◆ **Data for the task**
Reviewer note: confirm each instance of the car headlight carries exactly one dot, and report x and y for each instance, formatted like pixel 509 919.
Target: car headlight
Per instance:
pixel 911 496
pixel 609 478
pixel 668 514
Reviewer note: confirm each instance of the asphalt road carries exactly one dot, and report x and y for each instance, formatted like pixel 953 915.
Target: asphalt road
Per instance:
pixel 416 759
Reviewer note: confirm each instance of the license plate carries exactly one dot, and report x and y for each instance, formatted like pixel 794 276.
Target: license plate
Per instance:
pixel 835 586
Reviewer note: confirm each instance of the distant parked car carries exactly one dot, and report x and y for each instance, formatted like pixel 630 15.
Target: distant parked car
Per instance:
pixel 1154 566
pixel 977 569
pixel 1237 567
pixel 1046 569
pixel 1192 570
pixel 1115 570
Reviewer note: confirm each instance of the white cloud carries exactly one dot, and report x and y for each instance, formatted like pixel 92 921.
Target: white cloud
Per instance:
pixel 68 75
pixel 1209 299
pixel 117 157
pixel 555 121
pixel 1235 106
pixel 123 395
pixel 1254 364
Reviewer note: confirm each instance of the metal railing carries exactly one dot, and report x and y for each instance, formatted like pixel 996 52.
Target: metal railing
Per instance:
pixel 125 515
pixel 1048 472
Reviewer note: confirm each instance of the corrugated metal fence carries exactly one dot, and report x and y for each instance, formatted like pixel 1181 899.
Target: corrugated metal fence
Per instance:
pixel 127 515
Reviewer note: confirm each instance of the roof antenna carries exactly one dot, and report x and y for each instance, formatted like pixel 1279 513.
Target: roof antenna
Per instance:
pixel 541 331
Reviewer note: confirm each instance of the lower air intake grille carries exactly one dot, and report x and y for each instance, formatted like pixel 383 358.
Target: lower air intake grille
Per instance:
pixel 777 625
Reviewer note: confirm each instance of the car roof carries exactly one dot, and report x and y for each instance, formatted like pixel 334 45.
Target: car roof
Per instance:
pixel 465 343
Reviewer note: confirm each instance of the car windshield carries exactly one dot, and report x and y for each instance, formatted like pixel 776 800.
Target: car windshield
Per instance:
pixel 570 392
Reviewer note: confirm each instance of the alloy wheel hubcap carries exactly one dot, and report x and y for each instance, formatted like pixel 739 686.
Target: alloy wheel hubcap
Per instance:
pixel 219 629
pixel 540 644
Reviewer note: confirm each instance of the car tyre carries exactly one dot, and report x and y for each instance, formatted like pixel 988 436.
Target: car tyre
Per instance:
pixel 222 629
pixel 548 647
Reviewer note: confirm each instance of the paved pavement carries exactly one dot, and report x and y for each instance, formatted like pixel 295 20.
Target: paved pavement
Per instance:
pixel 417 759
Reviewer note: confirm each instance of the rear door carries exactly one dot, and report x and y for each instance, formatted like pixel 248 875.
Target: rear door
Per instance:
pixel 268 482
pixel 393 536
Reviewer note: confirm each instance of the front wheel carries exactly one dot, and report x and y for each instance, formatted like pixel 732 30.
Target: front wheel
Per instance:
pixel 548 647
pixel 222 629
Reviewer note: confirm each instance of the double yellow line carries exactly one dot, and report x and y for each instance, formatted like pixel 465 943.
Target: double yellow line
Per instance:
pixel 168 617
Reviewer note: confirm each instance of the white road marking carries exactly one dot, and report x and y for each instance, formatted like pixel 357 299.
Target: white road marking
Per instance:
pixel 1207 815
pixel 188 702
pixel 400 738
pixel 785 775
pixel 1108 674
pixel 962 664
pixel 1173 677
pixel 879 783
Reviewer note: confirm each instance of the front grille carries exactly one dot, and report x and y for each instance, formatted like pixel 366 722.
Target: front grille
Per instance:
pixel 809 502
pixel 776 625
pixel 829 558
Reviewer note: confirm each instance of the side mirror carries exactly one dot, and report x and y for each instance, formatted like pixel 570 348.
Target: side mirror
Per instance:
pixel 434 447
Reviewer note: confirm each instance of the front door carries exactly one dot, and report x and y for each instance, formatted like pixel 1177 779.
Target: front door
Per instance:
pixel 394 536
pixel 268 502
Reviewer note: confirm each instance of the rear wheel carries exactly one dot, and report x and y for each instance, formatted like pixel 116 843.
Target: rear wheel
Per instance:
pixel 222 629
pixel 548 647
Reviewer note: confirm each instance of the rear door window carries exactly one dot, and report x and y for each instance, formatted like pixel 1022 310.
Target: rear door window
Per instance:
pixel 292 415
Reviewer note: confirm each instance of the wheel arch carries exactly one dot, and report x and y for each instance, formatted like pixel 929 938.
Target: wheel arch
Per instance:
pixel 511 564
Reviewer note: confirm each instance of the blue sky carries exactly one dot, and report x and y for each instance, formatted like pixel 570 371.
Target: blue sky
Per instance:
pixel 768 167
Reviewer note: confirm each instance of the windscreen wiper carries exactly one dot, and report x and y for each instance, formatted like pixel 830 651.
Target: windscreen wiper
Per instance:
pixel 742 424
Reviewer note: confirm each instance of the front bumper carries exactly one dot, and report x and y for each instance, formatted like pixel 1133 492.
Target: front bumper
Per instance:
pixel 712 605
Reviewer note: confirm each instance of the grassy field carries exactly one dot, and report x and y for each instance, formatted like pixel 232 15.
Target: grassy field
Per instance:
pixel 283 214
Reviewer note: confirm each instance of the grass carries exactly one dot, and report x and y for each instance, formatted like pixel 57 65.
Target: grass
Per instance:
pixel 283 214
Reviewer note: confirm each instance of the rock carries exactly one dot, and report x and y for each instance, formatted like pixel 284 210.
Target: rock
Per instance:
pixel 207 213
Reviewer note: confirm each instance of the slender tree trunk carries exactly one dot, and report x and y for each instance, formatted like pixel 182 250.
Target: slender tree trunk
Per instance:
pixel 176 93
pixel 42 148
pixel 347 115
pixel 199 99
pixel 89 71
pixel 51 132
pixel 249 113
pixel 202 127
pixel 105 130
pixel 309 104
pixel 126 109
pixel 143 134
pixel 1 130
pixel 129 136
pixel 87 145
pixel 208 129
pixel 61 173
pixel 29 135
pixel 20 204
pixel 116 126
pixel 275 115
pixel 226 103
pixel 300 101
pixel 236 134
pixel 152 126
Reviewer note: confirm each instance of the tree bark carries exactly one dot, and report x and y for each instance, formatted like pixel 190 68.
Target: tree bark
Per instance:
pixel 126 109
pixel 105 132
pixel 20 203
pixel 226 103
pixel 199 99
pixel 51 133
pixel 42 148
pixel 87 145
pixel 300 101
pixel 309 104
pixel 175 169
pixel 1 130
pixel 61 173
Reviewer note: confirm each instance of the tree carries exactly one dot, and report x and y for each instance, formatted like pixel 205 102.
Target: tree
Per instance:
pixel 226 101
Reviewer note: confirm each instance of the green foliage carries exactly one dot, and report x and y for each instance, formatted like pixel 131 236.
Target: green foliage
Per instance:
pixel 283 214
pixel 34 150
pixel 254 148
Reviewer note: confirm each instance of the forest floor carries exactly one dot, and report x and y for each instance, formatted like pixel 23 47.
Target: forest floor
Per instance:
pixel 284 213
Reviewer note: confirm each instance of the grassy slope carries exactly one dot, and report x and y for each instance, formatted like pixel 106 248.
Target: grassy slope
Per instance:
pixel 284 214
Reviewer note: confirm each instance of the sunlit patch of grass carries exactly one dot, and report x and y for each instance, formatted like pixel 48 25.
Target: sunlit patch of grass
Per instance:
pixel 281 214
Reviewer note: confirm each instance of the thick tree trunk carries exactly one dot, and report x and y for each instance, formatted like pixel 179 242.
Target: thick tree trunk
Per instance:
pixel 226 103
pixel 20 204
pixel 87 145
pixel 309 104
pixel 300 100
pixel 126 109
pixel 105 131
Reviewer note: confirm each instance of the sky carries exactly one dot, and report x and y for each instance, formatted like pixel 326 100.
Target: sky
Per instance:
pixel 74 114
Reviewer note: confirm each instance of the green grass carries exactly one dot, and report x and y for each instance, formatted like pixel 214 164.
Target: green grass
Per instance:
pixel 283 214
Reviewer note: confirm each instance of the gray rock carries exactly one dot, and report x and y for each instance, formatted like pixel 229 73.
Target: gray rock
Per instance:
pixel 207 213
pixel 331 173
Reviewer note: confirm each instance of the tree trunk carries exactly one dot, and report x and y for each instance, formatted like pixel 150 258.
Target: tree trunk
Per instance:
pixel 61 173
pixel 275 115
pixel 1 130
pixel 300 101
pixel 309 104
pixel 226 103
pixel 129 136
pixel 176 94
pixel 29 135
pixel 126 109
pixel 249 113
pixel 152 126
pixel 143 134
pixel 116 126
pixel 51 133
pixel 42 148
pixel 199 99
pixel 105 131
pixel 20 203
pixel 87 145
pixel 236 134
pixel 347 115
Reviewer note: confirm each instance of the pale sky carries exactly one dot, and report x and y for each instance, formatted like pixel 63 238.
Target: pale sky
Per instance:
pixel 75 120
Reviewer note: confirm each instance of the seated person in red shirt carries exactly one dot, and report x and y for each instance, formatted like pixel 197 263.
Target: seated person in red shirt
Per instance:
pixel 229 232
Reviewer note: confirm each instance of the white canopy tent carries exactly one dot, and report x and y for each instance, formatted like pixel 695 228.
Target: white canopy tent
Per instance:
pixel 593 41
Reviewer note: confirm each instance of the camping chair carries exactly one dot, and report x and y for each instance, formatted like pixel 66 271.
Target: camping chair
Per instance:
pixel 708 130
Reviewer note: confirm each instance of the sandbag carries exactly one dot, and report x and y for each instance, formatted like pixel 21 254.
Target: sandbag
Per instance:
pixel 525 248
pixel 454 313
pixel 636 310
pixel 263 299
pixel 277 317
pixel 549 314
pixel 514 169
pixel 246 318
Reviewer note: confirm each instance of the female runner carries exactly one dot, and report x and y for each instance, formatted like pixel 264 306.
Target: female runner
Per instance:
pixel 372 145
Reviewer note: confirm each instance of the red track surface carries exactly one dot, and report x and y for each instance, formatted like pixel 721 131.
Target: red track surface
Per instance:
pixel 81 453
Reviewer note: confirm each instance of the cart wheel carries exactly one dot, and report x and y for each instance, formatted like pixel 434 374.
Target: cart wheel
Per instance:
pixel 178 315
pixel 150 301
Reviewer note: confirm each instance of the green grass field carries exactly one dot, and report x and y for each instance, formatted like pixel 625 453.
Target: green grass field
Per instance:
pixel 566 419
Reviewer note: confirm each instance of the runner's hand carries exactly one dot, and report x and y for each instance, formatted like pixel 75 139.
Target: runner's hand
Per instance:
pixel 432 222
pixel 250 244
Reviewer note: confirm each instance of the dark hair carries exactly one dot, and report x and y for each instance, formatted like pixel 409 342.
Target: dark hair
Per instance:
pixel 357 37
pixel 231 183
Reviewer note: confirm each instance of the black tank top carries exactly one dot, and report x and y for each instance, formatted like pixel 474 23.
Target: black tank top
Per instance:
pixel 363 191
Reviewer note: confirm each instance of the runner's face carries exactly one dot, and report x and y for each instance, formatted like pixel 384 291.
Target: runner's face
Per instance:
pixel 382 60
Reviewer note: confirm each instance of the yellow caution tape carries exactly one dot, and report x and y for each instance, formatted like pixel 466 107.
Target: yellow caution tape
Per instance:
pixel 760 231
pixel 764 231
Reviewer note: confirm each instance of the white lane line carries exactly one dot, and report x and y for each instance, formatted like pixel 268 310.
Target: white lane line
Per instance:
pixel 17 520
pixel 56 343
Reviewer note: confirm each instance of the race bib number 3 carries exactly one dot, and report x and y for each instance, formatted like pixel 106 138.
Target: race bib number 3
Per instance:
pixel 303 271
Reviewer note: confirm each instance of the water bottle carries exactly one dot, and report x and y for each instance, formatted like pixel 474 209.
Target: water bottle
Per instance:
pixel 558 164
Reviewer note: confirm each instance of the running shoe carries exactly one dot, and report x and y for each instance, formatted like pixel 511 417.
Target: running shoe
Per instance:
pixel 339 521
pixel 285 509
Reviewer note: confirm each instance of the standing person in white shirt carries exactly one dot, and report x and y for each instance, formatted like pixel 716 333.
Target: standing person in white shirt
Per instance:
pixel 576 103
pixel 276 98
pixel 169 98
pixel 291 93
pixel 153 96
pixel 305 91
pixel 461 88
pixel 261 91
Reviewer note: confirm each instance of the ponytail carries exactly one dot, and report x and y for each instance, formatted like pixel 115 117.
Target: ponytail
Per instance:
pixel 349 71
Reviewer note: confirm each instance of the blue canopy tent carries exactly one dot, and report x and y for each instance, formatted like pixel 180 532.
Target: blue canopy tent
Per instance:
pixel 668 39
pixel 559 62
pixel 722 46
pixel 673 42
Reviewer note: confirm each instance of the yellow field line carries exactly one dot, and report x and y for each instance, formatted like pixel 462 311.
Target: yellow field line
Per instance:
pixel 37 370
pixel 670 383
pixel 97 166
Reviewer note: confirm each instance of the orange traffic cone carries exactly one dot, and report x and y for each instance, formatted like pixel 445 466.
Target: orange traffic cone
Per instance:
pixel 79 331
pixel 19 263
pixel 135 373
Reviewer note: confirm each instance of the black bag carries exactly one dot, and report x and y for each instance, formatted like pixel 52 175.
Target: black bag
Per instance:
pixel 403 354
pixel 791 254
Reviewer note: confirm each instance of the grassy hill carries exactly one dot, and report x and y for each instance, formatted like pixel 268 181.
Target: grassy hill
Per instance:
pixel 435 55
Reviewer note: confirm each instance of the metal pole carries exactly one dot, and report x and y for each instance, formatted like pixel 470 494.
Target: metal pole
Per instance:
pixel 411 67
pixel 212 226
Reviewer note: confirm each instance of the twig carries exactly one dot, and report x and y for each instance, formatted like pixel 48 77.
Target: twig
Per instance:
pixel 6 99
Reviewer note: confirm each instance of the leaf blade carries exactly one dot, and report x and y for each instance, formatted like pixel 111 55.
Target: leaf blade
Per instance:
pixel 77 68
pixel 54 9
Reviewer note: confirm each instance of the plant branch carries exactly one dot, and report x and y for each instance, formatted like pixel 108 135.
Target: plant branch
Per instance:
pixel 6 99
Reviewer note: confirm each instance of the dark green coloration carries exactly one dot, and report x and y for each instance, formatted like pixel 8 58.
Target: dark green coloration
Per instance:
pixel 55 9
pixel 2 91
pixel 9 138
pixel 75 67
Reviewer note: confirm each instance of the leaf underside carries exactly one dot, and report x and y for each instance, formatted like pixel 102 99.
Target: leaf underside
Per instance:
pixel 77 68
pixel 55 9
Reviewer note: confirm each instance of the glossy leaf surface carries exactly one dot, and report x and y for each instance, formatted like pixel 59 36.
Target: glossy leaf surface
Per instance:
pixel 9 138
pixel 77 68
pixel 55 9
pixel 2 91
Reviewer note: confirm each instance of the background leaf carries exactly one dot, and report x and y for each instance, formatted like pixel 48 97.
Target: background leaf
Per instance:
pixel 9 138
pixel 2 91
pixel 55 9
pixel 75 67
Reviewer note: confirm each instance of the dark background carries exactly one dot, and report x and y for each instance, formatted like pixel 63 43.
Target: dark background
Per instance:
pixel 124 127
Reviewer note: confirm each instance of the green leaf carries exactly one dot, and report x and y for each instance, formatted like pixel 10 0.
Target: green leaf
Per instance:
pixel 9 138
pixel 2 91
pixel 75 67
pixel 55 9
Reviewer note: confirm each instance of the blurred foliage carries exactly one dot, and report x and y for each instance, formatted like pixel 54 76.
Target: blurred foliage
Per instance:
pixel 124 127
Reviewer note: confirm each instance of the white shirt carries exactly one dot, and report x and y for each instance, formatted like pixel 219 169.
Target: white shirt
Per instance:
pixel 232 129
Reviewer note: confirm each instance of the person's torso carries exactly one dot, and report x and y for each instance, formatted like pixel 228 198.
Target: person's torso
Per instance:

◆ **What is required**
For every line in the listing above that contains "female", copy that line.

◆ **Answer space**
Reviewer note: confirm each instance of the female runner carries exactly one dot, and report x and y for each instance, formatted like pixel 264 306.
Target: female runner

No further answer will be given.